* GOAL OF THE EXERCISE:
Copy every line of the records below verbatim, changing nothing.

* RECORDS SHOWN:
• • • • •

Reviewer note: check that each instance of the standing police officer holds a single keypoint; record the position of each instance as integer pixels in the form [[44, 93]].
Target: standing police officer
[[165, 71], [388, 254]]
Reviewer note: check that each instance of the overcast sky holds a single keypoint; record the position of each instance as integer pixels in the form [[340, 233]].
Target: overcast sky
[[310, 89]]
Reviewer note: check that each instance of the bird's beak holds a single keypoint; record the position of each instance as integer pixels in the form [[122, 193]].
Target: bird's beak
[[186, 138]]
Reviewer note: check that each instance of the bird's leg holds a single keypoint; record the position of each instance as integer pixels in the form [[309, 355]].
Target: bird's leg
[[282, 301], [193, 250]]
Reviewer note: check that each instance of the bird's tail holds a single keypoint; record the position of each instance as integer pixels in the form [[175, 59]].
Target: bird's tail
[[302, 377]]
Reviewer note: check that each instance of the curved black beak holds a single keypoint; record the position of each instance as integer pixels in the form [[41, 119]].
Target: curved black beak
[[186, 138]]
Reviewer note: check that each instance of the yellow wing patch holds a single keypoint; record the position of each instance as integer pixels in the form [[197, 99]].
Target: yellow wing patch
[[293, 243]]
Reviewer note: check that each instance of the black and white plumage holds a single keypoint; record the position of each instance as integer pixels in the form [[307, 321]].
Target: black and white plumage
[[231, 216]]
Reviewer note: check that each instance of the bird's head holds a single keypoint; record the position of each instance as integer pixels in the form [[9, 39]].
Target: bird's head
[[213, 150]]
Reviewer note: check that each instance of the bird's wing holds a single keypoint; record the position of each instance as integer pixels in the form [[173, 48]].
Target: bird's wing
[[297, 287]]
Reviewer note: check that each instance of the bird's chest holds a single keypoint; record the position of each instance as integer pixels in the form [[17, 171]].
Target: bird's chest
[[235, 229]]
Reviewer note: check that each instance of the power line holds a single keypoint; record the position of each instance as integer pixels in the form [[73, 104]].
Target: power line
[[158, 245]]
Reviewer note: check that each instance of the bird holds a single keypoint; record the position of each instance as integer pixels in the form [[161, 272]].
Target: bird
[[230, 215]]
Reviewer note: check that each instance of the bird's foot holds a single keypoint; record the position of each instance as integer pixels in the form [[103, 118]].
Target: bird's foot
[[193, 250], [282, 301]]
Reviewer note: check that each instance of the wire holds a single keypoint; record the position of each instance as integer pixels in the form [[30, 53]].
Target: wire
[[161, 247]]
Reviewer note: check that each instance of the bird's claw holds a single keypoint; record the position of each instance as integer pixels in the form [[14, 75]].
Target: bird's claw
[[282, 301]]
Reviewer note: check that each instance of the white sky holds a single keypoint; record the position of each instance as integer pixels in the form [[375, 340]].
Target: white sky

• • • • •

* SOLUTION FOR THIS PROBLEM:
Reviewer note: check that each instance of the standing police officer holds a single keypoint; record the position of each instance as integer pixels in the form [[44, 93]].
Target: standing police officer
[[165, 71], [388, 254]]
Reviewer note: check that each instance of the overcast sky holds a single keypoint; record the position of each instance as integer pixels in the form [[340, 233]].
Target: overcast sky
[[310, 89]]
Reviewer note: check that each instance of the bird's beak holds a single keypoint; record the position of each instance as integer pixels in the form [[122, 193]].
Target: bird's beak
[[186, 138]]
Reviewer note: check that each instance of the bird's leg holds a single keypoint; record the position of each instance as integer pixels in the form [[309, 355]].
Target: bird's leg
[[282, 301], [193, 250]]
Reviewer note: check that each instance of the bird's tail holds a single keypoint; record the position of each instance as integer pixels in the form [[175, 59]].
Target: bird's tail
[[302, 377]]
Reviewer note: check that each instance of the curved black beak holds a single keypoint; record the position of each instance as integer pixels in the form [[41, 119]].
Target: curved black beak
[[186, 138]]
Reviewer note: check that each instance of the yellow wing patch holds a single keypoint; record the position of each instance as integer pixels in the form [[197, 99]].
Target: yellow wing patch
[[293, 243]]
Reviewer note: check that each instance of the black and white plumage holds a single keypoint; record the position of each instance as integer pixels in the form [[307, 321]].
Target: black and white plumage
[[231, 216]]
Reviewer note: check that each instance of the bird's head holds a single keypoint; record the position of each instance as integer pixels in the form [[9, 39]].
Target: bird's head
[[213, 150]]
Reviewer note: check that each instance of the bird's wing holds a single keypoint; record the position of each instance as integer pixels in the form [[173, 48]].
Target: bird's wing
[[297, 287]]
Reviewer note: check that each instance of the bird's chest holds a single keypoint; record the position of each instance as integer pixels in the form [[17, 171]].
Target: bird's chest
[[235, 229]]
Reviewer note: check that each instance of the power line holds a single keypoint; record the position of each instance as integer pixels in the form [[73, 104]].
Target: power line
[[158, 245]]
Reviewer note: check that each instance of the bird holds a single keypoint; record the position of each instance as integer pixels in the form [[161, 272]].
Target: bird
[[230, 215]]
Reviewer note: check that each instance of the bird's foot holds a single keypoint; record the position of each instance as integer pixels in the form [[103, 118]].
Target: bird's foot
[[193, 250], [282, 301]]
Reviewer note: check that each instance of the wire holds a single keypoint; record the position of each instance as integer pixels in the form [[30, 53]].
Target: wire
[[161, 247]]
Reviewer note: check that each instance of the bird's claw holds a single keypoint; record the position of each instance as integer pixels in the form [[14, 75]].
Target: bird's claw
[[282, 301]]
Reviewer note: check that each instance of the white sky holds a single keypoint; record the position of each instance as integer pixels in the form [[375, 340]].
Target: white sky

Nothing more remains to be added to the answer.